Text shown:

Skip to main content
PreviewAgent Builder is currently in preview and may change before general availability.

When to use

Use fan-out extraction when your app needs to process documents that vary significantly in structure and content. A single extraction prompt cannot handle the differences between an invoice, a bill of lading, and a fuel receipt — each has different fields, layouts, and validation rules. This pattern is the right choice when:
  • You receive mixed document types in a single pipeline (email attachments, bulk uploads)
  • Each document type has a distinct schema with specialized fields
  • You need high extraction accuracy per type rather than a generic best-effort pass
  • The number of document types may grow over time without rearchitecting the workflow

Architecture

The pattern follows two phases: classification, then type-specific extraction.
Document


TEXT_UNDERSTANDING (classify type)


Condition (fork by type)
  ├──► TEXT_EXTRACTION (Type A) ──►─┐
  ├──► TEXT_EXTRACTION (Type B) ──►─┤
  ├──► TEXT_EXTRACTION (Type C) ──►─┤
  └──► TEXT_EXTRACTION (Type N) ──►─┘


                              Merge results

Phase 1: Classification

A TEXT_UNDERSTANDING node receives the document and classifies it into one of the known types. The classification prompt constrains the output to an enumerated list, so the Condition node can route deterministically.

Phase 2: Type-specific extraction

Each branch contains a TEXT_EXTRACTION node (using the Extract Data from File capability) configured with:
  • A prompt tailored to that document type, instructing the model which fields to look for
  • A response schema defining the exact JSON structure expected for that type
  • Extraction strategy settings optimized for the document format (text-heavy PDFs vs. scanned images)
A merge point downstream collects results from whichever branch executed.

Implementation

Step 1: Configure the classification node

Add a TEXT_UNDERSTANDING node and configure it to classify the document type. Example classification prompt:
You are a document classifier. Analyze the provided document and determine its type.

Respond with exactly one of the following values:
- BOL
- INVOICE
- RATE_CONFIRMATION
- LUMPER_RECEIPT
- FUEL_RECEIPT

Base your classification on the document layout, headers, and field labels.
If the document does not match any known type, respond with UNKNOWN.

Exercises:
• 1. For each statement, (a), (b) and (c), say yes or no according to whether the fan-out extraction page agrees with it, and quote the deciding words of the page exactly. (a) The example classification prompt directs a reply of UNKNOWN when a document fits none of the known types. (b) One extraction prompt can cover an invoice, a bill of lading, and a fuel receipt equally well. (c) Each branch's TEXT_EXTRACTION node is configured with a response schema that sets the exact JSON structure for its document type.
• 2. Tally the lines of the records that contain the string "blue", counting only matches with the same case, and give only the number.
The fan-out extraction page and the records have no connection to each other.

Data shown:
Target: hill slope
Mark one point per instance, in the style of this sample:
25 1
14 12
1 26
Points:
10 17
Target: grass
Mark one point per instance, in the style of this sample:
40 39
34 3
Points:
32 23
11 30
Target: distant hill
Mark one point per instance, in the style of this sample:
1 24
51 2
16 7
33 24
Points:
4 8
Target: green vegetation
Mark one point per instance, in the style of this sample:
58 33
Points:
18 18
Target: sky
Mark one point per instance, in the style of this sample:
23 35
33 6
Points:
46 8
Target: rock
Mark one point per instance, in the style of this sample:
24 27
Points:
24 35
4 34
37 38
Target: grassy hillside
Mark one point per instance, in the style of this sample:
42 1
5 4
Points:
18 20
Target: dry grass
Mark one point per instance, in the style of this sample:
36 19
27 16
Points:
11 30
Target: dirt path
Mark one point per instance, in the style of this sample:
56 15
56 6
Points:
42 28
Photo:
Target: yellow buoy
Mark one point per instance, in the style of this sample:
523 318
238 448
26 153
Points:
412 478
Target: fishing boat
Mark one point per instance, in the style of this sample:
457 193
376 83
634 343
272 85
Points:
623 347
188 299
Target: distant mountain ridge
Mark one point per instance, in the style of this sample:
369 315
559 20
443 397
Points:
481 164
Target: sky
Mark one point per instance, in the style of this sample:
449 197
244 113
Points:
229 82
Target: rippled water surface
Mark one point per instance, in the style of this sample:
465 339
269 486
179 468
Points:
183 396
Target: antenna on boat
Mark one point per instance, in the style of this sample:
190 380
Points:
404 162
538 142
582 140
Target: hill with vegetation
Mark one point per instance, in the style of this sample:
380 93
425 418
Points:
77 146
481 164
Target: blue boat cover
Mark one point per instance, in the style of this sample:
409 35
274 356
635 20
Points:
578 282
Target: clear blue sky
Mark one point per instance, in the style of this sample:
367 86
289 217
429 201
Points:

Answers to the exercises:
• 1.
(a) Yes: "If the document does not match any known type, respond with UNKNOWN."
(b) No: "A single extraction prompt cannot handle the differences between an invoice, a bill of lading, and a fuel receipt"
(c) Yes: "A response schema defining the exact JSON structure expected for that type"

• 2. 2